» **Task description**
Images excluded, return every record exactly as it reads.

» **Task input**
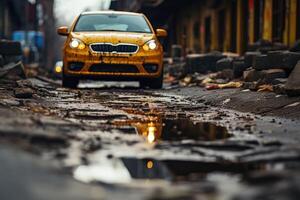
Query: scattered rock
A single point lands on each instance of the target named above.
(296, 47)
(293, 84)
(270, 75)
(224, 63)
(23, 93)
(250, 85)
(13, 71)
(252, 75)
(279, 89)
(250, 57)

» **Solution to this exercise**
Query: scattered rock
A single point lands on each instance of the target named above.
(296, 47)
(293, 84)
(270, 75)
(224, 63)
(23, 93)
(250, 85)
(13, 71)
(252, 75)
(279, 89)
(250, 57)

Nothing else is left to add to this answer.